■ TEXT SHOWN ■
## Begin
Paper & Topic: GS II à Issues related to direct and indirect farm subsidies and minimum support prices; Public Distribution System- objectives, functioning, limitations, revamping; issues of buffer stocks and food security; Technology missions; economics of animal rearing.

 

  • Model Answer:

 

  • Introduction:

 

  • In the fiscal year 2020-21, agri-exports totaled $41.8 billion, up 18% from the previous year.
  • This has provided some relief and aided in the improvement of domestic agriculture prices.
  • Even these exports, however, fall far short of the $60 billion objective set by the current government for 2022.
  • As a result, from a strategic standpoint, it is vital to assess whether the current growth rate can be sustained over time, as well as the implications for Indian agriculture.

 

  • Body:

 

  • Agri-exports are made up of the following components:

 

  • Rice is the most exported crop, with 17.7 million tonnes (mt) worth $8.8 billion.
  • Marine products ($6 billion), spices ($4 billion), bovine (buffalo) meat ($3.2 billion), sugar ($2.8 billion), and other items follow.
  • Rice and sugar are water guzzlers that are substantially subsidised through cheap/free power for irrigation and fertilisers, raising worries about competition and environmental sustainability.
## End
[Stored dataset items]
## Begin
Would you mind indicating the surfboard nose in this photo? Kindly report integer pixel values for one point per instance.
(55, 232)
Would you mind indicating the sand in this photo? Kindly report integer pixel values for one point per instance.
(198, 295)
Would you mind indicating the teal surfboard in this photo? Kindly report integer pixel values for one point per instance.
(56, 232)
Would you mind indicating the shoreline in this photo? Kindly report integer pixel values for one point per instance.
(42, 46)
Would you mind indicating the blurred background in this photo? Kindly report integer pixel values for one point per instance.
## End
■ THE PROBLEM ■
Change "buffer stocks" to "reserve stocks" in the part of the agri-exports text that opens with the words containing "Paper & Topic: GS" and closes with "the previous year.", then write out that part with the change made.

■ RESPONSE TO THE EXERCISE ■
Paper & Topic: GS II à Issues related to direct and indirect farm subsidies and minimum support prices; Public Distribution System- objectives, functioning, limitations, revamping; issues of reserve stocks and food security; Technology missions; economics of animal rearing.

 

  • Model Answer:

 

  • Introduction:

 

  • In the fiscal year 2020-21, agri-exports totaled $41.8 billion, up 18% from the previous year.